Challenge
Copy out each of the items below word for word, keeping every line unchanged.

[Items from a pointing dataset]
+++

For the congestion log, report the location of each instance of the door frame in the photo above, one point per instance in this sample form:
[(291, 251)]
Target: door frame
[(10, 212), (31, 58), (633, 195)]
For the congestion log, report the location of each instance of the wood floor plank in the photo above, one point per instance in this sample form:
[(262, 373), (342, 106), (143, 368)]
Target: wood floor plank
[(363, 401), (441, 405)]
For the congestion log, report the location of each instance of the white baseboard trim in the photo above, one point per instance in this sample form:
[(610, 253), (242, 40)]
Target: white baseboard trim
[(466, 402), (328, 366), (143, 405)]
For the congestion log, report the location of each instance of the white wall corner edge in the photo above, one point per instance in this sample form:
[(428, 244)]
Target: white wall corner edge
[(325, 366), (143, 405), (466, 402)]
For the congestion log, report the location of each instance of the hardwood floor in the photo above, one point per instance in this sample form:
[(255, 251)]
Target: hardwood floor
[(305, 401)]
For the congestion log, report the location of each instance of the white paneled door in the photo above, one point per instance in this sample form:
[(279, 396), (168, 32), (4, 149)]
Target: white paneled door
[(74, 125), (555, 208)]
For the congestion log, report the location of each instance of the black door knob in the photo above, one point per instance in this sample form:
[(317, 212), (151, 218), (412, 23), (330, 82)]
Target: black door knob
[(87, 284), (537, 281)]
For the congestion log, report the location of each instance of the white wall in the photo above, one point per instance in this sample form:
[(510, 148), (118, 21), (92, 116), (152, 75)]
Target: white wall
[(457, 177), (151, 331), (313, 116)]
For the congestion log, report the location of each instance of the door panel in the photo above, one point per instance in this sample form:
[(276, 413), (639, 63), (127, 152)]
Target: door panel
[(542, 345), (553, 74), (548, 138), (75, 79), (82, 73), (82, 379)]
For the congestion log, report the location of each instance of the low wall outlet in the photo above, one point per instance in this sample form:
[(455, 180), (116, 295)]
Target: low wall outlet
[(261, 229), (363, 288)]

+++

Expected output
For the congestion log, report the location of each instance of the door frame in the photo above, one point per instance in this sample form:
[(291, 251)]
Target: door frame
[(10, 212), (31, 58), (633, 195)]
For the congestion log, report the location of each instance of the wood floor plank in the photo above, one point per instance in this sample form:
[(262, 373), (342, 106), (143, 368)]
Target: wood floor plank
[(363, 401), (441, 405)]
For the congestion log, report the location of each instance of the white baseboard trim in the photo above, one point per instance in this sample form:
[(610, 253), (242, 40)]
Target: white baseboard trim
[(466, 402), (328, 366), (143, 405)]
For the congestion log, report the location of each instance of the white wall corner edge in the photo above, one point per instance in this sample form:
[(428, 244)]
Target: white wall corner edge
[(325, 366), (143, 405), (466, 402)]
For the congestion log, report the location of each instance of the hardwood floor in the photo above, one point per instance in this sample form:
[(255, 251)]
Target: hardwood floor
[(305, 401)]
For the congestion log, report the location of each instance of the white paneled door in the photo above, one point per instance in this sample form:
[(279, 396), (168, 32), (4, 149)]
Target: white paneled door
[(74, 125), (555, 208)]
For the congestion log, report the location of each instance of the black door knob in the photo above, one point per instance in this sample form:
[(317, 212), (151, 218), (412, 23), (330, 82)]
Target: black door knob
[(87, 284), (537, 281)]
For the congestion log, report the location of each instance of the white wall in the photo above, one point per instance in this sample form:
[(510, 148), (118, 21), (92, 116), (152, 75)]
Target: white wall
[(457, 177), (151, 331), (313, 116)]
For the congestion log, report the location of each instance of the door panel in the photo above, one point per instance in this sample form:
[(276, 413), (639, 63), (127, 152)]
Target: door panel
[(542, 345), (553, 74), (548, 138), (75, 79), (82, 73), (82, 379)]
For the congestion log, report the location of each instance of the low wall outlet in the photo above, one point per instance in this sample form:
[(455, 180), (116, 295)]
Target: low wall outlet
[(261, 229), (363, 288)]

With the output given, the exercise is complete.